Stated problem A →
In the Kosovo passage, what subject does Jashar Kabashi teach at Kosovo University?
Stated problem B →
Repeat the Kosovo passage from "Jashar Kabashi, an" up to and including "incident in March.".
Stated problem C →
Using the Kosovo passage, explain in one to three sentences why Stambuk said the reduction of Kosovo's status was necessary.

═══ Extract provided ═══

Vladimir Stambuk, a leader of Milosevic’s Serbian Socialist Alliance, said Albanians are trying to drive the remaining Serbs out of Kosovo by means of intimidation ranging from rape to house-burning.

Jashar Kabashi, an Albanian professor of English at Kosovo University, accused the Serbian police of beating Albanian protesters, jailing activists without charge and segregating schools in order to arrange “accidents” that affect only Albanian children, including a mysterious poisoning incident in March.

In Belgrade, officials see the Kosovo strife as the result of foreign interference.

Stambuk said the reduction of Kosovo’s status was necessary to stop infiltration of Albanian government agents sent to incite a secessionist drive.

═══ Stored records ═══

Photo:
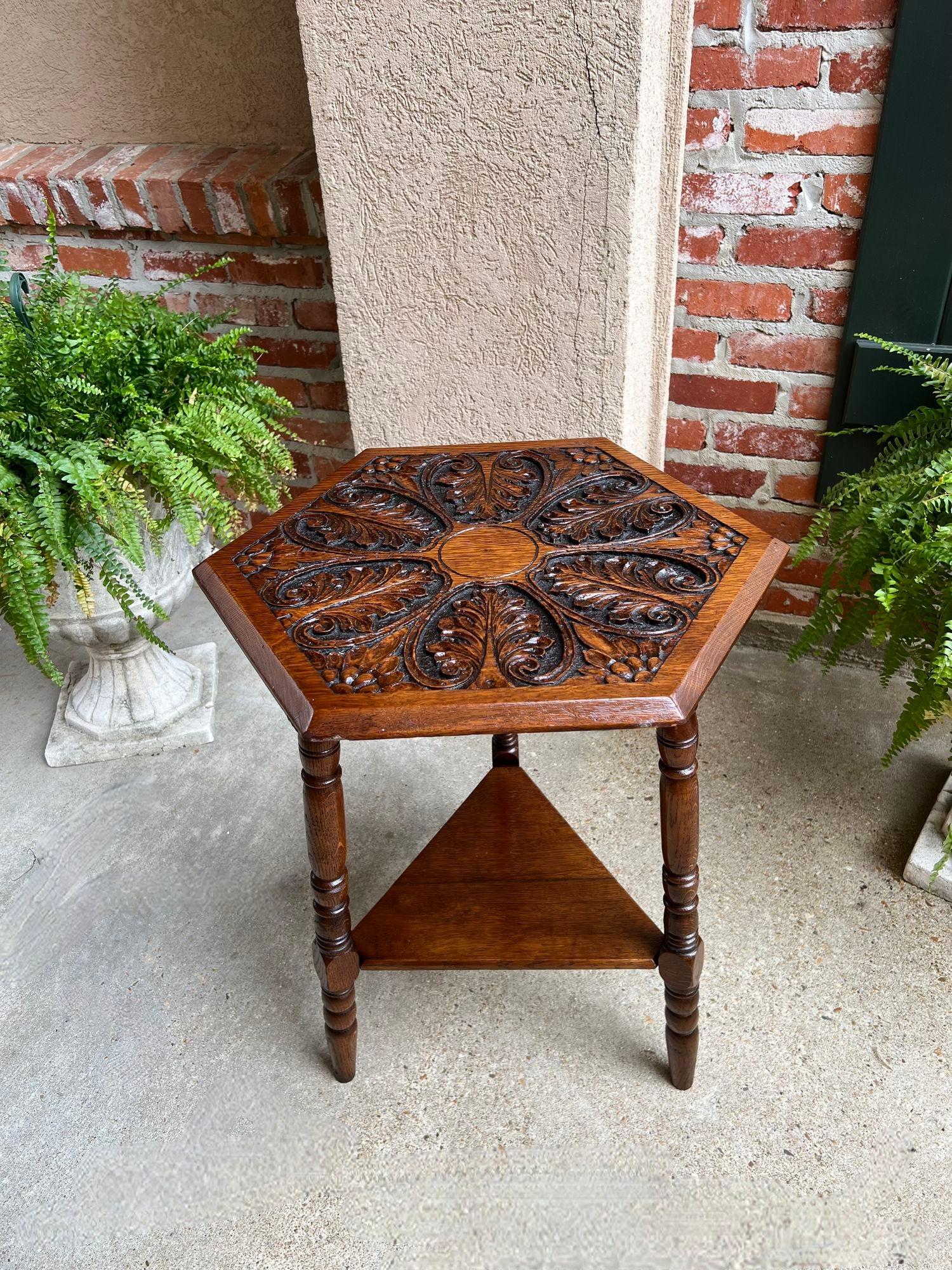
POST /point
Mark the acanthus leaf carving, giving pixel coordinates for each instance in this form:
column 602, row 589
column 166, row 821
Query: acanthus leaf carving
column 498, row 492
column 610, row 511
column 369, row 519
column 352, row 599
column 615, row 590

═══

Task output A →
English.

Task output B →
Jashar Kabashi, an Albanian professor of English at Kosovo University, accused the Serbian police of beating Albanian protesters, jailing activists without charge and segregating schools in order to arrange “accidents” that affect only Albanian children, including a mysterious poisoning incident in March.

Task output C →
Stambuk said it was needed to stop the infiltration of Albanian government agents. He said these agents had been sent to incite a secessionist drive.